- HOW TO COMPLETE THIS TASK -
Please rewrite the stretch of the waterfall passage from "Tucked into a" through "worth the spend.", replacing "overlook" with "viewpoint".

- READING PASSAGE -
A 3.5-hour drive west on I-70 and a 0.2-mile round-trip out-and-back are all that separate you from the triplet waterfalls at Rifle Falls State Park, where a relatively flat path—at times paved, hard-packed dirt, and gravel—leads to the base of three 70-foot-high falls. At 6,510 feet above sea level, you won’t be much higher than you are in the Mile High City, but thanks to the surrounding mineral-rich travertine rock and lush greenery, you’ll feel like you’re on a tropical island.
If You Go: There’s a fee to enter the state park, so get a day pass at the kiosk or consider a Colorado State Parks Pass.
Tucked into a rock-walled canyon above Steamboat Springs, 280-foot-tall Fish Creek Falls thunders down from 7,550 feet above sea level. A 0.6-mile round-trip out-and-back traverse on a paved trail leads to an airy overlook with stunning views across the canyon. (If you’re interested in more mileage and elevation gain, check out the trail to the upper falls.) Summertime visitors are treated to a splendid roar and rising mist as the waterfall tumbles down a vertical cliff, crashing and splashing into the creek far below. In winter, look for ice climbers slowly ascending the frozen fall’s sheer leaps.
If You Go: Interpretive signs, restrooms, and picnic tables make Fish Creek Falls a fine destination for lunch or a leisurely snack, so plan to stick around and enjoy the ambience—and make the $5 day-use fee (bring cash or a check) even more worth the spend.
A drive through scenic North Cheyenne Cañon Park in Colorado Springs is worth the travel from Denver alone, but it’s not complete without a stop at Helen Hunt Falls. This picture-perfect waterfall, named for a famed 19th-century writer and proponent of Native American rights, is visible from a hairpin turn on the road. Park at the Helen Hunt Falls Visitor Center for information about the area’s history and geology, then follow a short wheelchair- and stroller-friendly paved trail to a viewing platform below the horsetail falls, perched at 7,190 feet above sea level.
If You Go: North Cheyenne Canyon Road is open year-round, weather and conditions permitting, and admission is free.

- RECORD EXCERPTS -
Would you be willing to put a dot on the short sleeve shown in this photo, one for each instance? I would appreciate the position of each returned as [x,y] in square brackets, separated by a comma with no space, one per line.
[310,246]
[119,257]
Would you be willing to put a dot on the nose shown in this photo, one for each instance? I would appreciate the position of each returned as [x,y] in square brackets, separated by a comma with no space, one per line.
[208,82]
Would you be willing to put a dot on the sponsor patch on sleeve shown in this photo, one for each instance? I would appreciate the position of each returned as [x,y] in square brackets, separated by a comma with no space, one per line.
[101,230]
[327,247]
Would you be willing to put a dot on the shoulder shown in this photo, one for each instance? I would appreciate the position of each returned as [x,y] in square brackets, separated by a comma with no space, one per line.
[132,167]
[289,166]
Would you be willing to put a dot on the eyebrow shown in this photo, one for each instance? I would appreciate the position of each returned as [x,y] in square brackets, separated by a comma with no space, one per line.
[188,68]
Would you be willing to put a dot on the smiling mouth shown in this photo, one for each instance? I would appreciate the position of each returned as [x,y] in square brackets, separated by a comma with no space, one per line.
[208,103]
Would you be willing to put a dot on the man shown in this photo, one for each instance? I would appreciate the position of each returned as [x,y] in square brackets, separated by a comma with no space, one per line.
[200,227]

- COMPLETED TASK -
Tucked into a rock-walled canyon above Steamboat Springs, 280-foot-tall Fish Creek Falls thunders down from 7,550 feet above sea level. A 0.6-mile round-trip out-and-back traverse on a paved trail leads to an airy viewpoint with stunning views across the canyon. (If you’re interested in more mileage and elevation gain, check out the trail to the upper falls.) Summertime visitors are treated to a splendid roar and rising mist as the waterfall tumbles down a vertical cliff, crashing and splashing into the creek far below. In winter, look for ice climbers slowly ascending the frozen fall’s sheer leaps.
If You Go: Interpretive signs, restrooms, and picnic tables make Fish Creek Falls a fine destination for lunch or a leisurely snack, so plan to stick around and enjoy the ambience—and make the $5 day-use fee (bring cash or a check) even more worth the spend.